### Written request
Output the full listing word for word.

### Records for this task
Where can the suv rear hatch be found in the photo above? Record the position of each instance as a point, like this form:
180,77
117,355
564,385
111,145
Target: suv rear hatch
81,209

### Response to this exercise
Where can the suv rear hatch be found in the photo above? Record the position of each instance as a point, like this form:
180,77
117,355
564,385
111,145
Target: suv rear hatch
81,209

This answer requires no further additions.